OBJECTIVE A> Repeat the stretch from "Through the adversarial" through "the following theorem." in the passage on adversarial variational Bayes, word for word.

SELECTION>

=-=-=

To address this limitation, the AVB framework modifies $q_{\boldsymbol {\phi }}(\boldsymbol {z}\mid \boldsymbol {x})$ into a fully black-box neural network $\boldsymbol {z}_{\boldsymbol {\phi }}(\boldsymbol {x}, \boldsymbol {\epsilon })$ . Rather than a standard approach where random noise is added only at the final step, AVB incorporates $\boldsymbol {\epsilon }$ as an additional input earlier in the inference process. As neural networks can almost represent any probability density in the latent space (Cybenko, Reference Cybenko1989), this design empowers the network to represent intricate probability distributions free from the Gaussian assumption, thus expanding the scope of patterns it can capture. However, such implicit $q_{\boldsymbol {\phi }}$ lacks a tractable density, $\text {KL}\left [ q_{\boldsymbol {\phi }}(\boldsymbol {z}\mid \boldsymbol {x}) , p(\boldsymbol {z})\right ]$ cannot be directly computed so another discriminator neural network learns to recover $\text {KL}\left [ q_{\boldsymbol {\phi }}(\boldsymbol {z}\mid \boldsymbol {x}) , p(\boldsymbol {z})\right ]$ via adversarial process. The recovery of $\text {KL}\left [ q_{\boldsymbol {\phi }}(\boldsymbol {z}\mid \boldsymbol {x}) , p(\boldsymbol {z})\right ]$ imposes a prior, such as a standard normal, on $\boldsymbol {z}$ . This prior anchors the location and scale of $\boldsymbol {z}$ , thereby alleviating the translational and scaling indeterminacies that cause model non-identifiability (De Ayala, Reference De Ayala2013).

Through the adversarial process, the algorithm derives item parameter estimates $\boldsymbol {\theta }^{\ast}$ that optimizes the likelihood of the observed data, while also constructing a distribution $q_{\boldsymbol {\phi }^{\ast}}(\boldsymbol {z}\mid \boldsymbol {x})$ that closely approximates the true posterior $p_{\boldsymbol {\theta }^{\ast}}(\boldsymbol {z}\mid \boldsymbol {x})$ . From a theoretical perspective, Mescheder et al. (Reference Mescheder, Nowozin and Geiger2017) established that AVB can achieve performance on par with at least that of VAEs in terms of likelihood, as evidenced by the following theorem.

Theorem 2 (Mescheder et al., Reference Mescheder, Nowozin and Geiger2017).

Assume that T can represent any function of $\boldsymbol {x}$ and $\boldsymbol {z}$ . If $(\boldsymbol {\theta }^{\ast},\boldsymbol {\phi }^{\ast},T^{\ast})$ defines a Nash-equilibriumFootnote 4 of the two-player game defined by Equations (10) and (12), then

(13) $$ \begin{align} T^{\ast}(\boldsymbol{x},\boldsymbol{z})=\log q_{\boldsymbol{\phi}^{\ast}}(\boldsymbol{z}\mid\boldsymbol{x}) - \log p(\boldsymbol{z}) \end{align} $$

and $(\boldsymbol {\theta }^{\ast},\boldsymbol {\phi }^{\ast})$ is a global optimum of the variational lower bound in Equation (8).

=-=-=

RECORDS FOR PROCESSING>
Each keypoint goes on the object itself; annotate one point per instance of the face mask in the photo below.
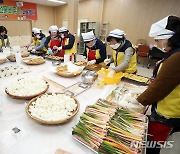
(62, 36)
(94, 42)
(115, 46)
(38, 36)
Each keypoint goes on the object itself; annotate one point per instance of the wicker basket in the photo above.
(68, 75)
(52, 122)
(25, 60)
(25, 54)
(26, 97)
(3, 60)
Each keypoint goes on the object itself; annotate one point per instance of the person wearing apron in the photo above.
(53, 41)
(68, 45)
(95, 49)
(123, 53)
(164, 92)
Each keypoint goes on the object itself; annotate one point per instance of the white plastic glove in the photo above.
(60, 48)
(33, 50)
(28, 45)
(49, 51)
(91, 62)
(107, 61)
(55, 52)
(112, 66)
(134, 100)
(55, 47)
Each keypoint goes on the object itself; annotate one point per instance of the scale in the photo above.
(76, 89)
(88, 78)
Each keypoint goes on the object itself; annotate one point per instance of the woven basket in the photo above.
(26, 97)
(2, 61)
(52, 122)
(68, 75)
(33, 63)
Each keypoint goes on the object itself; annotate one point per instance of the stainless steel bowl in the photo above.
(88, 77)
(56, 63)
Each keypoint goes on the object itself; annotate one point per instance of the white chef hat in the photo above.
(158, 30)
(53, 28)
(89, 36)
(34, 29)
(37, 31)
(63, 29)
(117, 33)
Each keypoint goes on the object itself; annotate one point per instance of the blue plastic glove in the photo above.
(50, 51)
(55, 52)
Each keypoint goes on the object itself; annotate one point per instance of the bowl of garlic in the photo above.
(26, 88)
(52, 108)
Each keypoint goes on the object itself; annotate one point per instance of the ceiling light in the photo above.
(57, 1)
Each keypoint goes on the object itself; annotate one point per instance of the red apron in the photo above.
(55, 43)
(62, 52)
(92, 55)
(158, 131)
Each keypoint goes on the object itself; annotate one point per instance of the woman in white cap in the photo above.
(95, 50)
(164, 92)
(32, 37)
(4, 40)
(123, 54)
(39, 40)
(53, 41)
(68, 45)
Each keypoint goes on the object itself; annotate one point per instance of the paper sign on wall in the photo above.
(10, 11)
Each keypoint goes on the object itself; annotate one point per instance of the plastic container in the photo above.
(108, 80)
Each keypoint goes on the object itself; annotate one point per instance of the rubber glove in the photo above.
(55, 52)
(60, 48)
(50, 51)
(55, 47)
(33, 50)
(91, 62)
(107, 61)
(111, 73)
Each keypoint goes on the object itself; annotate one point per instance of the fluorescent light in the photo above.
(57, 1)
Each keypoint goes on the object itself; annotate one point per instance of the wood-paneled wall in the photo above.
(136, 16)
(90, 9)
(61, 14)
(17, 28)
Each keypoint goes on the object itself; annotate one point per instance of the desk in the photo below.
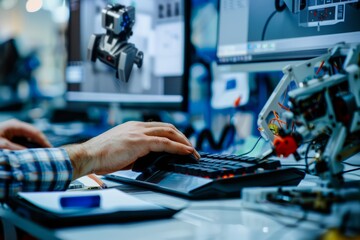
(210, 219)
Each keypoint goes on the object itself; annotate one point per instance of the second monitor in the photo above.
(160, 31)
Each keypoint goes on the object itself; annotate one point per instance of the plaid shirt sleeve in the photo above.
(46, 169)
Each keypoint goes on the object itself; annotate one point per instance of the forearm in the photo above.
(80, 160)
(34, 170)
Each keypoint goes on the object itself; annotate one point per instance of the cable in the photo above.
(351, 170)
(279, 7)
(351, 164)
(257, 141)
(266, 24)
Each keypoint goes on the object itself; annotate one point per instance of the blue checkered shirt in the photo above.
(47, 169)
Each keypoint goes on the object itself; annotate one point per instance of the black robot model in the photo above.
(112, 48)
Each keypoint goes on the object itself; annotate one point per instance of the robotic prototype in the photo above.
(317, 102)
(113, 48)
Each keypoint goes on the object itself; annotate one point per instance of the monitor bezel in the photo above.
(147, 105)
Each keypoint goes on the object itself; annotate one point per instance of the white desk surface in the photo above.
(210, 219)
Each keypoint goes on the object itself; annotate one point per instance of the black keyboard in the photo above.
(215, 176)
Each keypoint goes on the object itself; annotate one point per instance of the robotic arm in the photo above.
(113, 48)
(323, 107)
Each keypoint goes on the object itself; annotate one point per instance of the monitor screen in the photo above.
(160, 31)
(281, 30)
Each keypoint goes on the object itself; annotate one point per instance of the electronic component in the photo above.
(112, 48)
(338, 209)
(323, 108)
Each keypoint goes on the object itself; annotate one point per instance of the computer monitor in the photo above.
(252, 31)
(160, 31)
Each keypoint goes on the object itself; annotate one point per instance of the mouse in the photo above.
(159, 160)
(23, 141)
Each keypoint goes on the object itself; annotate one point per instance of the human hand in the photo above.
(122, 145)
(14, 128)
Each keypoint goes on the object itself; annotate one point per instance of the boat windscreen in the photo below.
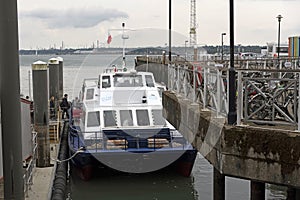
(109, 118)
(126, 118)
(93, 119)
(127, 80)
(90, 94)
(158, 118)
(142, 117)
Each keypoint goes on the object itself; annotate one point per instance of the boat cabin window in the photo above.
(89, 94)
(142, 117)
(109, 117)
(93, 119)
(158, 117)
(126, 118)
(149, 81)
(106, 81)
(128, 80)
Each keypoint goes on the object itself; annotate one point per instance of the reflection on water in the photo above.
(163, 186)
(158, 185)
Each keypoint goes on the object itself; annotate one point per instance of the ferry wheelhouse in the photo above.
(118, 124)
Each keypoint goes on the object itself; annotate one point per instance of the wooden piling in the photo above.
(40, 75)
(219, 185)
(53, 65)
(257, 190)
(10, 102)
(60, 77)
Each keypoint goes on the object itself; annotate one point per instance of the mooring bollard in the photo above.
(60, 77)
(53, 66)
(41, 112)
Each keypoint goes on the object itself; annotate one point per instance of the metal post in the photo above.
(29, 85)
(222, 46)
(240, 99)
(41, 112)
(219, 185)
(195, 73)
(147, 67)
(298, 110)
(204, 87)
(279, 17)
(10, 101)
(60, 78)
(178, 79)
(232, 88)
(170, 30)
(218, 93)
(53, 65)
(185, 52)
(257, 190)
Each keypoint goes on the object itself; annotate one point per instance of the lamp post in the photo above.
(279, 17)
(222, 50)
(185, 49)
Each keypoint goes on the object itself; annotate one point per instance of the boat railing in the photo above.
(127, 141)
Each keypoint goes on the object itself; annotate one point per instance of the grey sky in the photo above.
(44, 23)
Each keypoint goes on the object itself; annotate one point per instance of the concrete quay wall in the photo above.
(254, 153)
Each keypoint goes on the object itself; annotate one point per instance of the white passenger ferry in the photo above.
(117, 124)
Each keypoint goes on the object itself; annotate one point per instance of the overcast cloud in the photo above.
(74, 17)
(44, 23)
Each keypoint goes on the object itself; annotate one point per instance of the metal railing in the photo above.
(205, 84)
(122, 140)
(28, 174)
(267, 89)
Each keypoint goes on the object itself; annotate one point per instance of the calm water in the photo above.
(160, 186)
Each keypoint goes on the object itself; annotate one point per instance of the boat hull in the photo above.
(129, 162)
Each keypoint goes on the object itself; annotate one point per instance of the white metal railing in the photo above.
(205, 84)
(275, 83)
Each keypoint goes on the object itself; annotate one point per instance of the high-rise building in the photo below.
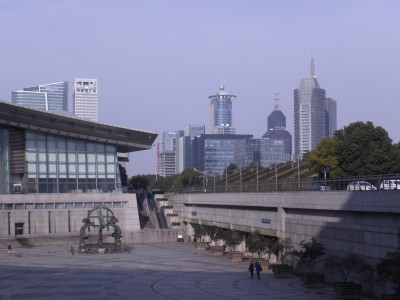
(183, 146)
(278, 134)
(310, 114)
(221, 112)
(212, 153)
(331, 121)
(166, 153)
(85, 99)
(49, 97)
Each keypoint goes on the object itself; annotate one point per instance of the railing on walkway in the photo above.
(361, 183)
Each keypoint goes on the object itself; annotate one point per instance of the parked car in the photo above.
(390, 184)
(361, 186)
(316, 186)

=-=-=

OBJECTIVE B> Reproduce the records exactly, from the line containing "hull in the photo above." through the end of the records, leaving out the pictures.

CORRECT OUTPUT A>
Through the adversarial process, the algorithm derives item parameter estimates $\boldsymbol {\theta }^{\ast}$ that optimizes the likelihood of the observed data, while also constructing a distribution $q_{\boldsymbol {\phi }^{\ast}}(\boldsymbol {z}\mid \boldsymbol {x})$ that closely approximates the true posterior $p_{\boldsymbol {\theta }^{\ast}}(\boldsymbol {z}\mid \boldsymbol {x})$ . From a theoretical perspective, Mescheder et al. (Reference Mescheder, Nowozin and Geiger2017) established that AVB can achieve performance on par with at least that of VAEs in terms of likelihood, as evidenced by the following theorem.

CORRECT OUTPUT B>
Each keypoint goes on the object itself; annotate one point per instance of the boat hull in the photo above.
(129, 162)
Each keypoint goes on the object itself; annotate one point per instance of the white metal railing in the photo above.
(205, 84)
(275, 83)
Each keypoint goes on the object itself; annotate one point per instance of the high-rise building in the photo below.
(183, 146)
(278, 134)
(310, 114)
(221, 112)
(212, 153)
(331, 121)
(166, 153)
(85, 99)
(49, 97)
Each keypoint goes on the object itself; annotate one point per instance of the railing on walkway in the photo above.
(361, 183)
Each keypoint goes on the object itself; annotate one point per instance of the parked car in the photo above.
(390, 184)
(361, 186)
(316, 186)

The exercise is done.